## Dataset records
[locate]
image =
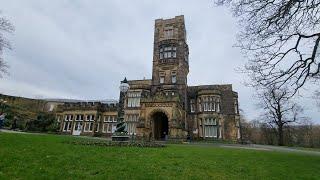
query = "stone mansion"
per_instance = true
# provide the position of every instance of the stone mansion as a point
(163, 106)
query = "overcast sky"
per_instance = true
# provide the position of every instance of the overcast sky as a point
(82, 49)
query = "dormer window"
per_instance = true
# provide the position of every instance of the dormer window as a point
(173, 77)
(161, 79)
(162, 75)
(168, 51)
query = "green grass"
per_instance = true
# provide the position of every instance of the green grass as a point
(25, 156)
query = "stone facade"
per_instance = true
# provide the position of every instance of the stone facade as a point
(163, 107)
(167, 107)
(87, 118)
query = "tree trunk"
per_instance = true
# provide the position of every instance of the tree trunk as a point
(280, 135)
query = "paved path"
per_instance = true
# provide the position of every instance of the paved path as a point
(259, 147)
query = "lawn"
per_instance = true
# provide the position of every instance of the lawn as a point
(28, 156)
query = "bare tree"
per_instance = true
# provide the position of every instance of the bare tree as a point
(279, 110)
(280, 38)
(317, 98)
(5, 27)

## Written instruction
Format all of the material above as a two-column CSV with the headers text and points. Give one row for each entry, with its text and its answer each in a single quoted field and line breaks replaced by spaces, and leave out the pictures.

## Response for this exercise
text,points
"[locate] image = query = ""stone mansion"" per_instance = true # provide the position of every instance of the stone mansion as a point","(163, 106)"
"query = ""overcast sky"" per_instance = true # provide the position of every instance of the overcast sky as a point","(82, 49)"
"query = ""dormer window"" per_instance = true # provide the position of every instance of the dormer window as a point","(173, 77) (161, 79) (162, 75) (168, 51)"
"query = ""green grass"" per_instance = true # provide the position of every instance of the green grass as a point","(25, 156)"
"query = ""stone facade"" per_instance = true # provide the position of every instance of the stone facade as a point","(163, 107) (167, 107) (87, 118)"
"query = ""tree trunk"" per_instance = true # provide the position of every instance of the tree trunk as a point","(280, 135)"
"query = ""paved path"" per_instance = true # provide the position of every instance of the paved path as a point","(259, 147)"
"query = ""lawn"" per_instance = true # provide the position of every instance of the lawn as a point","(28, 156)"
"query = ""bare tree"" per_instance = true # provide the position of every instance of the bare tree as a point","(279, 110) (280, 38) (317, 98) (5, 27)"